» **Set task**
Locate the line containing "Query: yellow-green apple" in the material below; repeat it and every line after it, exactly as written.

_____

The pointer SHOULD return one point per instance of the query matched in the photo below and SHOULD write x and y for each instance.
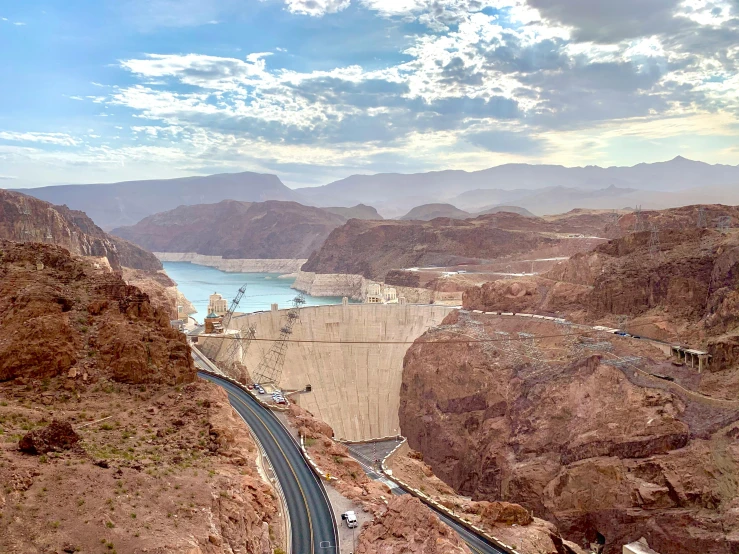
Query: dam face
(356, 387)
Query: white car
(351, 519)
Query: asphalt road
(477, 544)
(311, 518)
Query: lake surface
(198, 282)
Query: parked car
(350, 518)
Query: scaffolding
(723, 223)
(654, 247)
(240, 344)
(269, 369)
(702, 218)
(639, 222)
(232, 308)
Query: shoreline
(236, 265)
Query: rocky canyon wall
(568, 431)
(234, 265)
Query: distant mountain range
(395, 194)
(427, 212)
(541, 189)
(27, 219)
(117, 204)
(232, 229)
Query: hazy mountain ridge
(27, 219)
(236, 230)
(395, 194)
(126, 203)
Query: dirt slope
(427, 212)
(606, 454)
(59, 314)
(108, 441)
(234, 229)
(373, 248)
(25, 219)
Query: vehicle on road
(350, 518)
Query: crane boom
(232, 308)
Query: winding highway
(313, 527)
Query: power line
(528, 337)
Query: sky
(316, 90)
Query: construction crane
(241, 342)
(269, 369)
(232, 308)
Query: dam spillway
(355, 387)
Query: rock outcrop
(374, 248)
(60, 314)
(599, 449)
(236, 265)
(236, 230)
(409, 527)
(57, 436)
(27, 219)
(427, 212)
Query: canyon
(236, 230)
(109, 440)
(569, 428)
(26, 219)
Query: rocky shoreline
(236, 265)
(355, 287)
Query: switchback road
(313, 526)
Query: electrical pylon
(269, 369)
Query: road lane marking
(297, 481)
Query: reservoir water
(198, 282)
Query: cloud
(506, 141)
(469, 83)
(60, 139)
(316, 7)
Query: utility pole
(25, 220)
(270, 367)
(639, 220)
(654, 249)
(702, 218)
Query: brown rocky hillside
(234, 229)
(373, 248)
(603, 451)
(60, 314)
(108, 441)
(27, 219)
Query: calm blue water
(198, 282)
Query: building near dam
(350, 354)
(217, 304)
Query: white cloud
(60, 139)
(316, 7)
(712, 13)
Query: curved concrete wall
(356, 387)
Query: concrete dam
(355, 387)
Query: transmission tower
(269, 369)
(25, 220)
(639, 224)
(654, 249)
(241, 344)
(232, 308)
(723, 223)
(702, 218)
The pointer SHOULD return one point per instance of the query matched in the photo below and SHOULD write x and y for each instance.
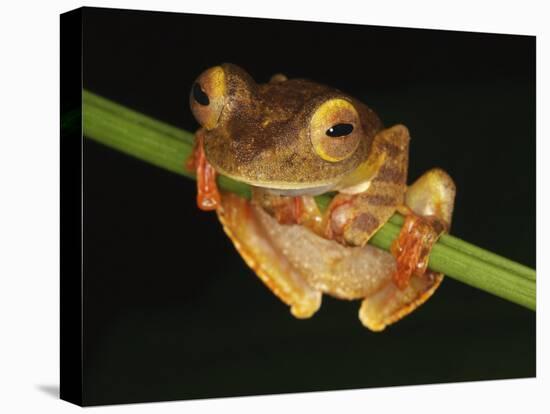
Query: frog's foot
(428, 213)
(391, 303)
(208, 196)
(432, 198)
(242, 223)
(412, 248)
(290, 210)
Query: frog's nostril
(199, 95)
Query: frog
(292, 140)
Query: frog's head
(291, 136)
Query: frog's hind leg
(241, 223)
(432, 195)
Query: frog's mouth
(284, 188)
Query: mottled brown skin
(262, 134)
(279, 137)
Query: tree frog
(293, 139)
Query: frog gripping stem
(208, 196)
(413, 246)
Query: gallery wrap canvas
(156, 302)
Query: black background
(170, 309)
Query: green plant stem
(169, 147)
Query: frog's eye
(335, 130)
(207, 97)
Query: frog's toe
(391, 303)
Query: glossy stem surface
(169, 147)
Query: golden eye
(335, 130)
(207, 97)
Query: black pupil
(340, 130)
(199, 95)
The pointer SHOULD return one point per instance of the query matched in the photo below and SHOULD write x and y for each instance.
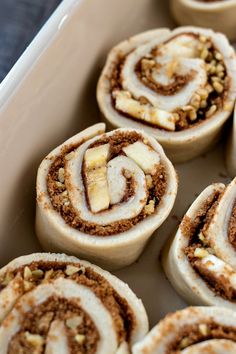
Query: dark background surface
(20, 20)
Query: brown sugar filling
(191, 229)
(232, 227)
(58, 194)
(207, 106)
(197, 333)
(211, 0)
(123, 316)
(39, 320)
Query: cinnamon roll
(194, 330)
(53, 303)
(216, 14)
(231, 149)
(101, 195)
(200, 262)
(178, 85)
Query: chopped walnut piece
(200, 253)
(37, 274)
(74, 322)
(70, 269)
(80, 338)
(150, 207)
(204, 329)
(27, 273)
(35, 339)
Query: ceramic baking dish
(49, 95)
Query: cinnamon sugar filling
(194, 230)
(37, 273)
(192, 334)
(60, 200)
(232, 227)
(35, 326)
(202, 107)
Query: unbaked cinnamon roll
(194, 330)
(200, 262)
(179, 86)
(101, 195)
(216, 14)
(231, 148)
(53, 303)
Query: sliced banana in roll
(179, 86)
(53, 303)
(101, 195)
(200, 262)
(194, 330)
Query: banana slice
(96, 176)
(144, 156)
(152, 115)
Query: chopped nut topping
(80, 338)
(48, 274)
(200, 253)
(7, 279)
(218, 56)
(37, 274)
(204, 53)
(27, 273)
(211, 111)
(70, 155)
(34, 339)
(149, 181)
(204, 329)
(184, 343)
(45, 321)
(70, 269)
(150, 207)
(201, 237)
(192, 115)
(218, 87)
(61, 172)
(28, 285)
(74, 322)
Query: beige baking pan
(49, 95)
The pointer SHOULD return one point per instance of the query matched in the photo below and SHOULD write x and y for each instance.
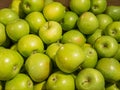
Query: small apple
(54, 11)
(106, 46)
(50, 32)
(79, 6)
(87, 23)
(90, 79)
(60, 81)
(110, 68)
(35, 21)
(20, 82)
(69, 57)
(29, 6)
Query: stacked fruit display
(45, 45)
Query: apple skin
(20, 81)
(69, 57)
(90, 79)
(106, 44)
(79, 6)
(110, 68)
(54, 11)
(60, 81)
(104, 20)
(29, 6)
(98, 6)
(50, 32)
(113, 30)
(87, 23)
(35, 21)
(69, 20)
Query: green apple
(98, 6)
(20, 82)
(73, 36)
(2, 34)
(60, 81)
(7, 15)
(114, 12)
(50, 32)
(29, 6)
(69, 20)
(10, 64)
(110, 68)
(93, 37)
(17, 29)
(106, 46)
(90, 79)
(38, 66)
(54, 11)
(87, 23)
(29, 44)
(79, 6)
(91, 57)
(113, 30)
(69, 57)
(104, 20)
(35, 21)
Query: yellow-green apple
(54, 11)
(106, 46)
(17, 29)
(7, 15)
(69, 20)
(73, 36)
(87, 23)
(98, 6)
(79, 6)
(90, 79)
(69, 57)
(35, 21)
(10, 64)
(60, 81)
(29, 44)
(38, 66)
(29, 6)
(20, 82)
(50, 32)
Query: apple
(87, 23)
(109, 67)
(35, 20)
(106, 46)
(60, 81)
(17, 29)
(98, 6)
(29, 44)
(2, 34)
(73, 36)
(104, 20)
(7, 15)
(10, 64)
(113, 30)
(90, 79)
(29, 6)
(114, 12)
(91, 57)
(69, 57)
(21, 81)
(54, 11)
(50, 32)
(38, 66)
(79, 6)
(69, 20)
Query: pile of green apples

_____

» **Response for this exercise**
Query: yellow-green apple
(54, 11)
(106, 46)
(17, 29)
(7, 15)
(69, 20)
(73, 36)
(87, 23)
(98, 6)
(79, 6)
(90, 79)
(69, 57)
(35, 21)
(10, 64)
(60, 81)
(29, 44)
(38, 66)
(29, 6)
(20, 82)
(50, 32)
Query: apple
(87, 23)
(109, 67)
(35, 20)
(106, 46)
(60, 81)
(17, 29)
(98, 6)
(29, 44)
(2, 34)
(73, 36)
(104, 20)
(7, 15)
(10, 64)
(113, 30)
(90, 79)
(29, 6)
(114, 12)
(91, 57)
(69, 57)
(21, 81)
(54, 11)
(50, 32)
(38, 66)
(79, 6)
(69, 20)
Query: pile of green apples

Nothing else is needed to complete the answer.